━━━ GIVEN TEXT ━━━

Here, \(N_{i,p}\) are the Bernstein polynomials discussed above. \(\omega_i\) is a so-called weight. \(\omega_i\) is greater than zero and provides a measure to scale the influence of a certain control point. If the weight tends to zero, the control point is technically excluded from the spline computation. If the weight becomes large, the spline moves very close to the respective control point. If all weights are equal, one retrieves a the Bézier spline (the weights cancel and the denominator than becomes zero due to the partition of unity property.

B-splines

Just like the Bézier basis functions, B-spline basis functions are polynomials. The key difference is that they are non-zero in only a portion of the parameter space. In other words, the basis functions have local support and this is what, in contrast to Bézier splines, gives us local control over the spline. In order to indicate where the support of each basis function begins and ends, we define a series of break points. These break points are called knots. The collection of knots forms the knot vector \(u\):

\[u=[u_{1}=0,u_{2},\dots,u_{n}=1]\qquad \underbrace{0\le u\le 1}\_{\text{ parameter space}} .\]

The entries of the knot vector form a non-decreasing sequence: \(u_{i}\le u_{i+1}\). It is however possible to repeat knot values. The interval \([u_{i},u_{i+1}]\) is called the \(i\)-th knot span. The length (meaning number of entries) of the knot vector, \(m\), is fixed as

\[ \begin{align}\begin{aligned}&m=n+p+1\\&n:\text{ number of basis functions/CPs}\\&p:\text{ degree} \nonumber\end{aligned}\end{align} \]

An example of a knot vector could be:

\[u=[0, 0, 0.5, 1, 1] .\]

It has a length of \(m=5\) and contains four knot spans. The first knot span is \([0,0]\) with a length of \(0\), the second knot span is \([0,0.5]\) with a length of \(0.5\), etc..

There are different types of knot vectors:

• open \(\leftrightarrow\) periodic

In an open knot vector, the first and last value appears \(p+1\) times. A knot vector is called periodic, if it is not open. \(u=[0,0,0,0.5,1,1,1]\) is an open knot vector if \(p=2\).

• uniform \(\leftrightarrow\) non-uniform In a uniform knot vector, the knots are equally spaced in the parameter space, e.g., \(u=[0,0.2,0.4,0.6,0.8,1]\). A knot vector is called non-uniform, if this condition is not fulfilled. An exception to this rule are repeated knot values in the beginning or end of the knot vector, e.g., \([0,0,0,0.5,1,1,1]\). This knot vector is then still called uniform, if all middle knots are equally spaced.

━━━

### WRITTEN INSTRUCTION 1
Retype the spline passage between "It has a length" and "of \(0.5\), etc..", inclusive.
The entries that come next bear no relation to the spline passage.

━━━ SUPPLIED DATA ━━━

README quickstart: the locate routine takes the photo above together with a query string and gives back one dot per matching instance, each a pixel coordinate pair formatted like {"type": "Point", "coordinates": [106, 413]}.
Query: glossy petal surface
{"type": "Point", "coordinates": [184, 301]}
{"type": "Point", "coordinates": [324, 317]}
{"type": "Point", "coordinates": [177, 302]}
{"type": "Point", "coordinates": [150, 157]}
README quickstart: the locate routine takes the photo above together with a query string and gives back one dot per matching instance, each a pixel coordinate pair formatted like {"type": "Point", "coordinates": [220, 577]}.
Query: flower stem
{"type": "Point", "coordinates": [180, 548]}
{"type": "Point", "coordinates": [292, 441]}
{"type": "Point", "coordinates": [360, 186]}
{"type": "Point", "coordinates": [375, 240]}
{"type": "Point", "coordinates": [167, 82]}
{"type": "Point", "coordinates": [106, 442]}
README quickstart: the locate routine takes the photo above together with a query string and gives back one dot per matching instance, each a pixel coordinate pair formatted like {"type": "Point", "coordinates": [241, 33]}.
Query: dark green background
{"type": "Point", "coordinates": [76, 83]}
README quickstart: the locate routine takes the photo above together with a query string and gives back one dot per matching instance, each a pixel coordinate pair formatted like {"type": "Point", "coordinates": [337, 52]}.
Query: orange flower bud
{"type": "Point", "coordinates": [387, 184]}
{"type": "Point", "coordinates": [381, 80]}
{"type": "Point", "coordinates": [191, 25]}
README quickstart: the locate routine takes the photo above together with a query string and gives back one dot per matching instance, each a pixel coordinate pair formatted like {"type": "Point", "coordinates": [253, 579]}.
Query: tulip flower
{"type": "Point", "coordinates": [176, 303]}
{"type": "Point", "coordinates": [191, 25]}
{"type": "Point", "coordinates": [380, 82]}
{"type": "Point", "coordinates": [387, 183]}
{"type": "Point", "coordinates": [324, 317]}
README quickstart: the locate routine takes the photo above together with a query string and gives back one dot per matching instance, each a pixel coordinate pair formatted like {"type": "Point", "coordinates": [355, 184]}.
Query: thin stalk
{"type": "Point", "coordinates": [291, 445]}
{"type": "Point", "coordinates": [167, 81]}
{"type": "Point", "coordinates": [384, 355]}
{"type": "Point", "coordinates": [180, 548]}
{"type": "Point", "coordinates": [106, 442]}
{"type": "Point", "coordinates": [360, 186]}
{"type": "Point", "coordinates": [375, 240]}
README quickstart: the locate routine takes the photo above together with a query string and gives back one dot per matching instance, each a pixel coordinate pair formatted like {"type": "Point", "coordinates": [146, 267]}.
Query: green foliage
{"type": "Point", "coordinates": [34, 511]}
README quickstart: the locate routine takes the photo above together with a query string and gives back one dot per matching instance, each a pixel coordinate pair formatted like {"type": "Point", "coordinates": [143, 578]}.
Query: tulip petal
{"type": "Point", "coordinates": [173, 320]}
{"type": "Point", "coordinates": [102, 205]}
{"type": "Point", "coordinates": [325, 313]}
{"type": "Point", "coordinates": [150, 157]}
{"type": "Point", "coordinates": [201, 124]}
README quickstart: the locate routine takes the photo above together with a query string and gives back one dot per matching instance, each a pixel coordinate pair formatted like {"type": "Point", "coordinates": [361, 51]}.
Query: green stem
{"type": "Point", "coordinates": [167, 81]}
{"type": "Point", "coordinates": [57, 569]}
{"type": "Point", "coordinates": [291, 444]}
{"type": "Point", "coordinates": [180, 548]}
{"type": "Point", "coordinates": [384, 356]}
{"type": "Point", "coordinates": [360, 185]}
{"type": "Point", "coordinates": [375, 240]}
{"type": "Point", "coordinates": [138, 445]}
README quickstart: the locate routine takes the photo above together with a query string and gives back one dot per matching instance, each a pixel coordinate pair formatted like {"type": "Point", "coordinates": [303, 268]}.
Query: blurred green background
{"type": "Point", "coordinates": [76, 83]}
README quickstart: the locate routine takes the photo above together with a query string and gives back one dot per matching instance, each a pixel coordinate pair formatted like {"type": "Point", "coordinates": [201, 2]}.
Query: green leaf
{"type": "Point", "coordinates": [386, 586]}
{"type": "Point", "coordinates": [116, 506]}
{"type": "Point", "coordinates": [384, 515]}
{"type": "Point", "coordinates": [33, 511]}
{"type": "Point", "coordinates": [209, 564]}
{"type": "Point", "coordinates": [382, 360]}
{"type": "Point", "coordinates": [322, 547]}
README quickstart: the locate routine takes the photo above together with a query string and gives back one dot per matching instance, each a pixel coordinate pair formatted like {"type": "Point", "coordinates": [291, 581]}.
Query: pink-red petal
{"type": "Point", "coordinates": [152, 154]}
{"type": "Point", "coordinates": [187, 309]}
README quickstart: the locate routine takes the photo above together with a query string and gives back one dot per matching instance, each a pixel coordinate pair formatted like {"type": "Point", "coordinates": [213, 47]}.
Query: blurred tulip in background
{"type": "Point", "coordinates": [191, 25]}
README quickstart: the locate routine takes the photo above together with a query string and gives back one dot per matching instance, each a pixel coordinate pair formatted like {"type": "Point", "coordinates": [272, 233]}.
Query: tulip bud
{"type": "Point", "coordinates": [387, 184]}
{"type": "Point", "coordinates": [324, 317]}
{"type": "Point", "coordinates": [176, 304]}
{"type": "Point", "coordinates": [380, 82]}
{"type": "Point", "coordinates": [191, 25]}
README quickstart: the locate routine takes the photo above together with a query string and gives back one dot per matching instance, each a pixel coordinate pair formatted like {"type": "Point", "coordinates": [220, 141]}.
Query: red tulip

━━━

### WRITTEN INSTRUCTION 2
How many lines of the entries contain the string "flower", with case taken into account? Reply with the number alone.

### WRITTEN SOLUTION 1
It has a length of \(m=5\) and contains four knot spans. The first knot span is \([0,0]\) with a length of \(0\), the second knot span is \([0,0.5]\) with a length of \(0.5\), etc..

### WRITTEN SOLUTION 2
3